Start of TEXT SHOWN

# Hockey Banter/big_bubba_B's "Bring on the Flames" thread.



## `GhostDogg´ (Apr 22, 2010)

It was suggested that we create a thread for hockey banter by the mods.
Here it is...

Here's The Flames answer to the Green Men.


----------



## effox (Apr 21, 2010)

I think it was just me whom suggested it, but lmao!!!!!! NICE! Looks more stylish then a single color IMO.


----------



## `GhostDogg´ (Apr 22, 2010)

I bubba's B's answer to his ava.

Flames fans:



























:lol:


----------



## effox (Apr 21, 2010)

Let's not get too racey here. The idea was for on topic banter, not to step our guidelines.


----------



## `GhostDogg´ (Apr 22, 2010)

All images via Google.
:bigsmile:


----------



## `GhostDogg´ (Apr 22, 2010)

I'm not insinuating anything, I just googled flames.

I'm just picking on bubba, it's all in good fun.
I'm not trying to be serious @ all.

It's called cup envy.


----------



## effox (Apr 21, 2010)

Hopefully this won't be too one sided, I wanted Bubba to be able to express his opinion in here on a factual basis. Feel free to rib the canucks in here too then Bubba.

End of TEXT SHOWN
Start of DATA ROWS

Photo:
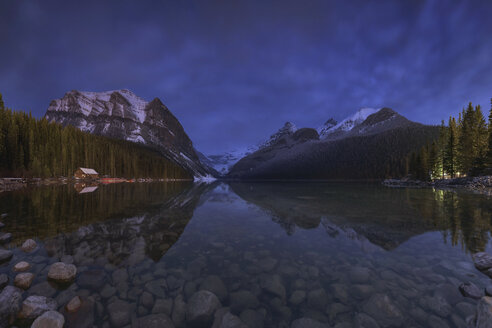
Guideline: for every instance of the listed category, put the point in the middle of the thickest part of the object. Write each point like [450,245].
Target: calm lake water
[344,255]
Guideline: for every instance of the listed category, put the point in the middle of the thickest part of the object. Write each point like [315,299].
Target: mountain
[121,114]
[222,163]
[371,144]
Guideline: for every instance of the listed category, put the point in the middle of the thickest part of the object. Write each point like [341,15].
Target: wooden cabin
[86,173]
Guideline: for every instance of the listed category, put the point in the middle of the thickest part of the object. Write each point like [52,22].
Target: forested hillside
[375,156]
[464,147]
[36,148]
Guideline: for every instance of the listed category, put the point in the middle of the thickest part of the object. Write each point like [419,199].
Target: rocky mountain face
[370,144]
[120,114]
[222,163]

End of DATA ROWS
Start of DATA ROWS

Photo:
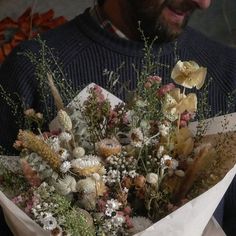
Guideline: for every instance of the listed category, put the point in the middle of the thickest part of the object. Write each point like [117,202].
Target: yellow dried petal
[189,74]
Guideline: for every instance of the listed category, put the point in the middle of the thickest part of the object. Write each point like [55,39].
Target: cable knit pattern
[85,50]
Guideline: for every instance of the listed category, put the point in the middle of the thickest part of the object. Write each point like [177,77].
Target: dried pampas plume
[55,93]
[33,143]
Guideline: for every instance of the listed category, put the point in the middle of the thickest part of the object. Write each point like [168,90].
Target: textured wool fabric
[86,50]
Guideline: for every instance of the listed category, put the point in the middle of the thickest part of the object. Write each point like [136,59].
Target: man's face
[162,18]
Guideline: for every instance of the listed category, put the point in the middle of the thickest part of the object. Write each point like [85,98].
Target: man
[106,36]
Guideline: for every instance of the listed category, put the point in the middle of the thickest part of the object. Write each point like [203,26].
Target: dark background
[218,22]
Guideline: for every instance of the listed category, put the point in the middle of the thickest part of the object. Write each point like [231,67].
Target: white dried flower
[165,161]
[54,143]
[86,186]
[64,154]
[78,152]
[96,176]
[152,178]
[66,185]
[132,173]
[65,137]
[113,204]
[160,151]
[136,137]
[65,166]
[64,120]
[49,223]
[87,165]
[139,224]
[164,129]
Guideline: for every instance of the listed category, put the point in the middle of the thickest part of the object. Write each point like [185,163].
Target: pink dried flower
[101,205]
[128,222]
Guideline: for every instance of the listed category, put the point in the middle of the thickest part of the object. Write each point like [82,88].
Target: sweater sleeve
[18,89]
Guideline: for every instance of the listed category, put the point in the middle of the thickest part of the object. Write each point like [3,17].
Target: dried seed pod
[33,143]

End of DATA ROWS

* **SET PROBLEM**: Retype the hockey banter thread, everything from "# Hockey Banter/big_bubba_B's" down to "Here it is...".

* **FINAL RESULT**:
# Hockey Banter/big_bubba_B's "Bring on the Flames" thread.



## `GhostDogg´ (Apr 22, 2010)

It was suggested that we create a thread for hockey banter by the mods.
Here it is...